### DATA
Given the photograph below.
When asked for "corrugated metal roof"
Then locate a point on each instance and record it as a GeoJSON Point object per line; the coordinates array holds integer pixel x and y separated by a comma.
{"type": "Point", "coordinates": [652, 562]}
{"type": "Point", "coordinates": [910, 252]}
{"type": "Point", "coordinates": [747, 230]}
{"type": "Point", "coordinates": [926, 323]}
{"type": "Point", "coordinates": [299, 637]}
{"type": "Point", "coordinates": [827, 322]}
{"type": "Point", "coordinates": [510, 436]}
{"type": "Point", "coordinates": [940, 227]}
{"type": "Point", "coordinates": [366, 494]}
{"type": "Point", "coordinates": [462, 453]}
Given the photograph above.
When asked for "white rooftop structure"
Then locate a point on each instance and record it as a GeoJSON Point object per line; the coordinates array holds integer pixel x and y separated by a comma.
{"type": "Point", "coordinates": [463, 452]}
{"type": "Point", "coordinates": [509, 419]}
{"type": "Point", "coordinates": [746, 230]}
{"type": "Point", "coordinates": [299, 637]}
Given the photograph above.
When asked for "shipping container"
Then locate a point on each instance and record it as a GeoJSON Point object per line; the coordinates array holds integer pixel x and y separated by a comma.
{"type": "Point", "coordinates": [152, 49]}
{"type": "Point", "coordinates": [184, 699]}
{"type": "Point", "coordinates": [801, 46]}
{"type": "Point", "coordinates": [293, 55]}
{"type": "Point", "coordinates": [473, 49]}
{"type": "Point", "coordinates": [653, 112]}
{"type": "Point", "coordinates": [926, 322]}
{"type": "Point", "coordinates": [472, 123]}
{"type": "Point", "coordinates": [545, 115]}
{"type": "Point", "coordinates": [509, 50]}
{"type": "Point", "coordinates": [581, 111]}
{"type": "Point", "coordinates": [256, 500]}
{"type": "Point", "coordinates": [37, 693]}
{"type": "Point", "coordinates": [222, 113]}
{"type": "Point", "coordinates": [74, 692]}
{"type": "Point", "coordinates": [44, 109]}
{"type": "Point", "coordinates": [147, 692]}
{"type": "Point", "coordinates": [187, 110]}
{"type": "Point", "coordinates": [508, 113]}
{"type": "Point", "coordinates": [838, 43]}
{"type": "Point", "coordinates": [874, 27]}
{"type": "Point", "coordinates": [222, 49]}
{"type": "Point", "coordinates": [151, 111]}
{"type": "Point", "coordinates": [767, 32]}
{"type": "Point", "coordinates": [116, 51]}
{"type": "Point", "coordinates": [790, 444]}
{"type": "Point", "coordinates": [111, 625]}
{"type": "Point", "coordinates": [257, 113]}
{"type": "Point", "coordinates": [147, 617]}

### WHAT TO PRODUCE
For every line in the data above that has the string "asked", return that line.

### ANSWER TO THIS TASK
When asked for "corrugated metal roof"
When asked for "white rooftop structure"
When asked for "shipping container"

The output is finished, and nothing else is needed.